◆ Goal ◆
Repeat the following lines word for word, without the pictures.

Recorded data:
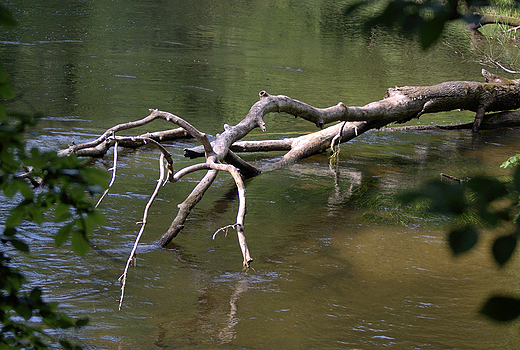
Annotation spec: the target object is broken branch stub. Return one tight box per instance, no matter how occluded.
[58,70,520,270]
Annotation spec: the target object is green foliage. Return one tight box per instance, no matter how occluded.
[0,6,107,349]
[345,0,489,49]
[400,167,520,321]
[500,154,520,168]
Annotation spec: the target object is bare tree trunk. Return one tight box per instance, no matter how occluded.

◆ Exercise solution ◆
Annotation spec: the target object is broken branch stub. Return one tight box per instance, no matter how occluded.
[58,70,520,270]
Annotation spec: the target object is green foliage. Return one tight box per instance, no matter how occluded.
[0,6,107,349]
[345,0,489,49]
[400,167,520,321]
[500,154,520,168]
Annotation spec: the target object is bare tree trunk. Return one tight box per instance, no matter how occluded.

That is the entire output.